Extract to read
************

The new findings, reported online today (Jan. 30, 2005) in the journal Nature Biotechnology by scientists from the University of Wisconsin-Madison, are important because they provide critical guideposts for scientists trying to repair damaged or diseased nervous systems.
Motor neurons transmit messages from the brain and spinal cord, dictating almost every movement in the body from the wiggling of a toe to the rolling of an eyeball. The new development could one day help victims of spinal-cord injuries, or pave the way for novel treatments of degenerative diseases such as amyotrophic lateral sclerosis (ALS), also known as Lou Gehrig's disease. With healthy cells grown in the lab, scientists could, in theory, replace dying motor neurons to restore function and alleviate the symptoms of disease or injury.
Much sooner in the future, the advance will allow researchers to create motor neuron modeling systems to screen new drugs, says study leader Su-Chun Zhang, an assistant professor of anatomy and neurology in the Stem Cell Research Program at the Waisman Center at UW-Madison.
Scientists have long believed in the therapeutic promise of embryonic stem cells with their ability to replicate indefinitely and develop into any of the 220 different types of cells and tissues in the body.
But researchers have struggled to convert blank-slate embryonic stem cells into motor neurons, says Zhang. The goal proved elusive even in simpler vertebrates such as mice, whose embryonic stem cells have been available to scientists for decades.
One reason scientists have had difficulty making motor neurons, Zhang believes, may be that they are one of the earliest neural structures to emerge in a developing embryo. With the ticking cloc k of development in mind, Zhang and his team deduced that there is only a thin sliver of time - roughly the third and fourth week of human development - in which stem cells could be successfully prodded to transform themselves into spinal motor neurons.

************

About this task
From the article on motor neurons, extract the passage that begins with the words "The new findings, reported" and ends after the words "disease or injury.", reproducing it without alteration.

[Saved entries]
************

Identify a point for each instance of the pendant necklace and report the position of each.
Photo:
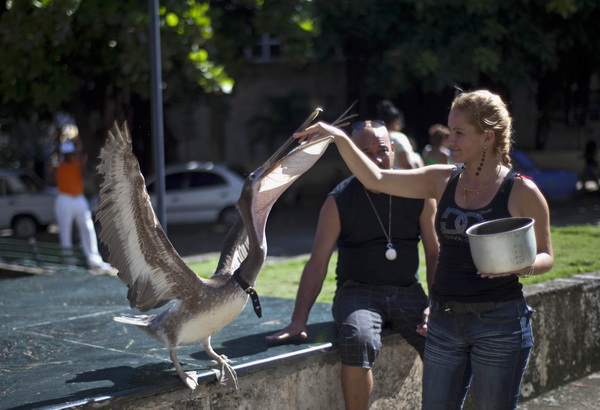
(390, 253)
(478, 190)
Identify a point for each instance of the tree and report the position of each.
(398, 47)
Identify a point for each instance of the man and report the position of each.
(377, 238)
(405, 156)
(72, 206)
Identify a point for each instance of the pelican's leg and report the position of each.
(226, 375)
(187, 379)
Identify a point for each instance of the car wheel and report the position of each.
(24, 226)
(228, 216)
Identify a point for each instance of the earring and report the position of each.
(482, 161)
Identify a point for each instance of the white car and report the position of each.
(199, 192)
(26, 205)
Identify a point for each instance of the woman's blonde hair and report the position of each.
(486, 111)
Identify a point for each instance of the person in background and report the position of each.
(590, 170)
(377, 238)
(479, 328)
(404, 157)
(72, 206)
(436, 151)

************

Solution to this task
The new findings, reported online today (Jan. 30, 2005) in the journal Nature Biotechnology by scientists from the University of Wisconsin-Madison, are important because they provide critical guideposts for scientists trying to repair damaged or diseased nervous systems.
Motor neurons transmit messages from the brain and spinal cord, dictating almost every movement in the body from the wiggling of a toe to the rolling of an eyeball. The new development could one day help victims of spinal-cord injuries, or pave the way for novel treatments of degenerative diseases such as amyotrophic lateral sclerosis (ALS), also known as Lou Gehrig's disease. With healthy cells grown in the lab, scientists could, in theory, replace dying motor neurons to restore function and alleviate the symptoms of disease or injury.